§ **Exercise prompt**
Update these records by replacing every "man's" with "person's" and leaving everything else unchanged. Leave the pictures out of your answer.
——
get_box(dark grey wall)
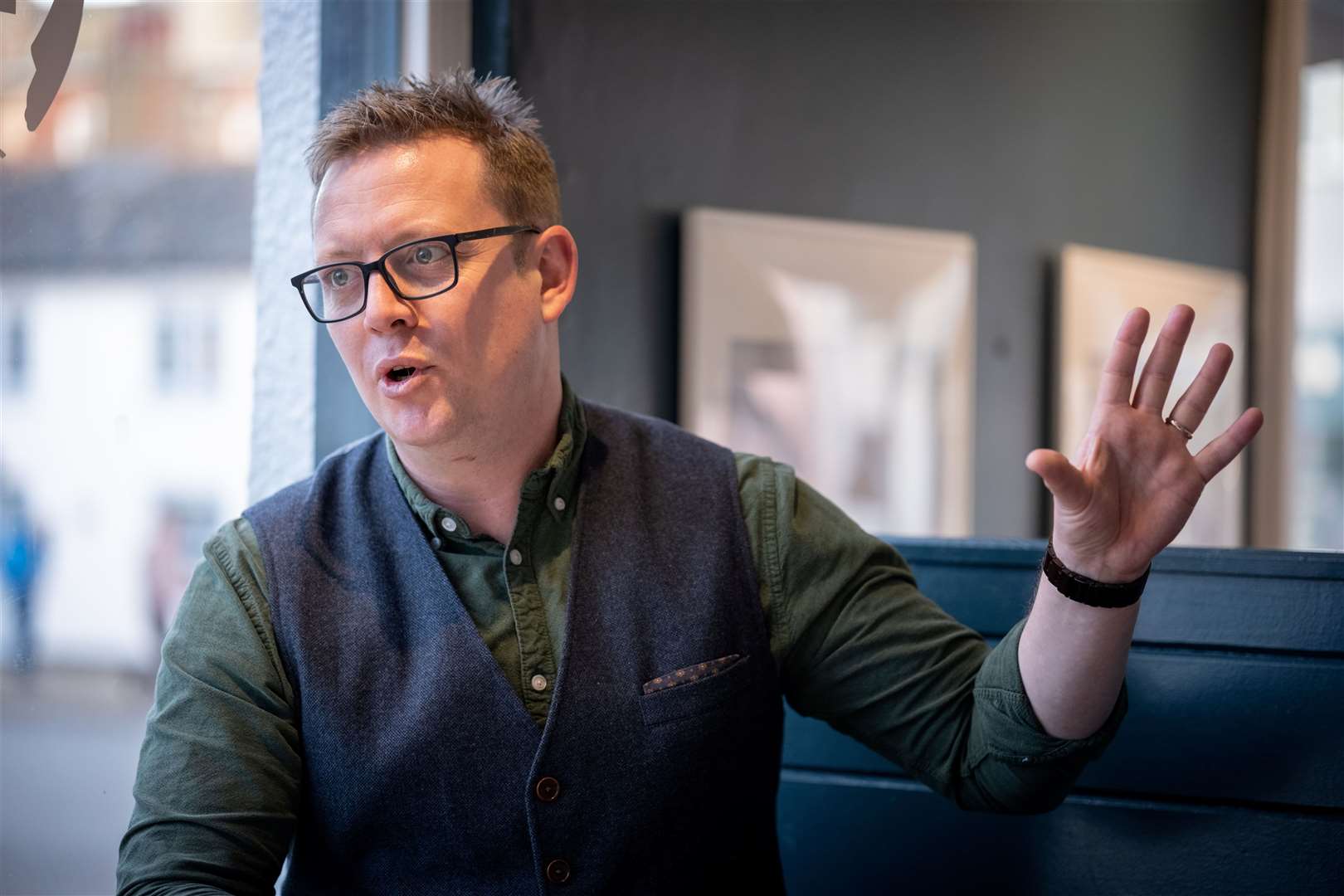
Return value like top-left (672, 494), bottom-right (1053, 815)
top-left (512, 0), bottom-right (1264, 538)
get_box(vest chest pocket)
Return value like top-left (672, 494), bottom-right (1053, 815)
top-left (640, 653), bottom-right (752, 725)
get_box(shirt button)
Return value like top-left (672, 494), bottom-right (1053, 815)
top-left (536, 777), bottom-right (561, 803)
top-left (546, 859), bottom-right (570, 884)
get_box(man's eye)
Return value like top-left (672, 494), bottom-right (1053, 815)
top-left (412, 246), bottom-right (445, 265)
top-left (327, 267), bottom-right (355, 289)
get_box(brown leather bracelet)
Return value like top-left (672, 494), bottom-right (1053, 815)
top-left (1040, 540), bottom-right (1153, 610)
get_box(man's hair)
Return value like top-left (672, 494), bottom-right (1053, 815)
top-left (306, 69), bottom-right (561, 262)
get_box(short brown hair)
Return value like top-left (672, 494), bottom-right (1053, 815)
top-left (306, 69), bottom-right (561, 252)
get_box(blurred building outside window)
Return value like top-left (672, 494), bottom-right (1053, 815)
top-left (0, 0), bottom-right (261, 894)
top-left (1289, 59), bottom-right (1344, 551)
top-left (0, 0), bottom-right (261, 673)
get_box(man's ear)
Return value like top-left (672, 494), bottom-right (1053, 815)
top-left (533, 224), bottom-right (579, 324)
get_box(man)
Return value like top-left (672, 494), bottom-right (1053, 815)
top-left (119, 74), bottom-right (1262, 894)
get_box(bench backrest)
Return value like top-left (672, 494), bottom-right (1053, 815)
top-left (780, 538), bottom-right (1344, 896)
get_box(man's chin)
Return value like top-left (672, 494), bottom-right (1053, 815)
top-left (377, 408), bottom-right (460, 449)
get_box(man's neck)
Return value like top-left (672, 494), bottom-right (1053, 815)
top-left (394, 376), bottom-right (562, 544)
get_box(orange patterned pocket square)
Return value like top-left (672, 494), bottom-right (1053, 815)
top-left (644, 653), bottom-right (742, 694)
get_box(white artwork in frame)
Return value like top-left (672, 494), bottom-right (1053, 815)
top-left (1054, 245), bottom-right (1247, 548)
top-left (679, 208), bottom-right (976, 538)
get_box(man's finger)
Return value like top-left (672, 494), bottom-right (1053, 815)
top-left (1134, 305), bottom-right (1195, 416)
top-left (1195, 407), bottom-right (1264, 485)
top-left (1097, 308), bottom-right (1147, 404)
top-left (1027, 449), bottom-right (1088, 509)
top-left (1171, 343), bottom-right (1233, 432)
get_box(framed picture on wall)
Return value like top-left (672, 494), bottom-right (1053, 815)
top-left (1054, 245), bottom-right (1247, 548)
top-left (680, 208), bottom-right (976, 538)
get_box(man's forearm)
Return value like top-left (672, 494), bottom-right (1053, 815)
top-left (1017, 575), bottom-right (1140, 739)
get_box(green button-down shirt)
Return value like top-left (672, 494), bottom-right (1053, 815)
top-left (119, 377), bottom-right (1127, 894)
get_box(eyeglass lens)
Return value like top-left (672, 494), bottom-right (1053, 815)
top-left (304, 239), bottom-right (457, 321)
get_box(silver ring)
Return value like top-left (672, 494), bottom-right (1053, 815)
top-left (1166, 414), bottom-right (1195, 442)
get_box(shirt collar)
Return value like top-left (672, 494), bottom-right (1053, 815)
top-left (383, 373), bottom-right (587, 540)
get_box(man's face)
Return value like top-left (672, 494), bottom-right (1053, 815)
top-left (313, 137), bottom-right (546, 447)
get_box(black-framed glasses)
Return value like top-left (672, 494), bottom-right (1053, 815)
top-left (289, 224), bottom-right (542, 324)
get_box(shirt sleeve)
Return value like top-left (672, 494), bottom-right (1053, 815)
top-left (738, 454), bottom-right (1127, 813)
top-left (117, 519), bottom-right (303, 896)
——
§ **Output for this task**
get_box(dark grey wall)
Return value like top-left (672, 494), bottom-right (1053, 815)
top-left (512, 0), bottom-right (1264, 538)
get_box(vest chest pocket)
Return value like top-left (672, 494), bottom-right (1053, 815)
top-left (640, 653), bottom-right (752, 725)
get_box(shirt button)
Return value like top-left (672, 494), bottom-right (1053, 815)
top-left (536, 777), bottom-right (561, 803)
top-left (546, 859), bottom-right (570, 884)
get_box(person's eye)
Return value like top-left (672, 494), bottom-right (1053, 815)
top-left (412, 246), bottom-right (445, 265)
top-left (327, 267), bottom-right (355, 289)
get_box(brown leather bracelet)
Return value like top-left (672, 494), bottom-right (1053, 815)
top-left (1040, 540), bottom-right (1153, 610)
get_box(person's hair)
Return value like top-left (672, 494), bottom-right (1053, 815)
top-left (306, 69), bottom-right (561, 262)
get_box(short brown hair)
Return value like top-left (672, 494), bottom-right (1053, 815)
top-left (306, 69), bottom-right (561, 252)
get_box(blurred building outside window)
Return value like top-left (672, 494), bottom-right (1053, 815)
top-left (0, 0), bottom-right (261, 894)
top-left (1289, 59), bottom-right (1344, 551)
top-left (0, 0), bottom-right (261, 673)
get_box(person's ear)
Return value like top-left (672, 494), bottom-right (1053, 815)
top-left (533, 224), bottom-right (579, 324)
get_box(man)
Return value like top-left (672, 494), bottom-right (1053, 815)
top-left (119, 74), bottom-right (1262, 894)
get_box(bench backrest)
Return value like top-left (672, 494), bottom-right (1053, 815)
top-left (780, 538), bottom-right (1344, 896)
get_box(person's chin)
Return value like top-left (672, 494), bottom-right (1053, 815)
top-left (377, 408), bottom-right (460, 449)
get_box(person's neck)
Return value like top-left (672, 494), bottom-right (1053, 815)
top-left (394, 376), bottom-right (562, 544)
get_box(orange patterned pocket square)
Return value like top-left (672, 494), bottom-right (1053, 815)
top-left (644, 653), bottom-right (742, 694)
get_box(white artwork in frame)
Return value like top-left (672, 494), bottom-right (1053, 815)
top-left (1054, 245), bottom-right (1247, 548)
top-left (679, 208), bottom-right (976, 538)
get_box(person's finger)
Return value like top-left (672, 494), bottom-right (1053, 815)
top-left (1134, 305), bottom-right (1195, 416)
top-left (1195, 407), bottom-right (1264, 485)
top-left (1097, 308), bottom-right (1147, 404)
top-left (1027, 449), bottom-right (1088, 509)
top-left (1171, 343), bottom-right (1233, 432)
get_box(framed picture on wall)
Return value like top-left (672, 494), bottom-right (1053, 815)
top-left (1054, 245), bottom-right (1247, 548)
top-left (680, 208), bottom-right (976, 538)
get_box(person's forearm)
Return value like top-left (672, 494), bottom-right (1053, 815)
top-left (1017, 575), bottom-right (1140, 739)
get_box(green button-down shirt)
Return value like top-left (672, 494), bottom-right (1053, 815)
top-left (119, 377), bottom-right (1127, 894)
get_box(eyeglass lens)
Return value like top-left (672, 494), bottom-right (1053, 815)
top-left (304, 239), bottom-right (457, 321)
get_box(silver ring)
Return value like top-left (672, 494), bottom-right (1053, 815)
top-left (1166, 414), bottom-right (1195, 442)
get_box(shirt collar)
Return value like top-left (672, 494), bottom-right (1053, 815)
top-left (383, 373), bottom-right (587, 540)
get_box(person's face)
Return value like top-left (672, 494), bottom-right (1053, 815)
top-left (313, 137), bottom-right (546, 447)
get_box(black-framed glasses)
Return value like top-left (672, 494), bottom-right (1053, 815)
top-left (289, 224), bottom-right (542, 324)
get_box(shirt sleeve)
Return value like top-left (672, 494), bottom-right (1053, 815)
top-left (738, 454), bottom-right (1127, 813)
top-left (117, 519), bottom-right (303, 896)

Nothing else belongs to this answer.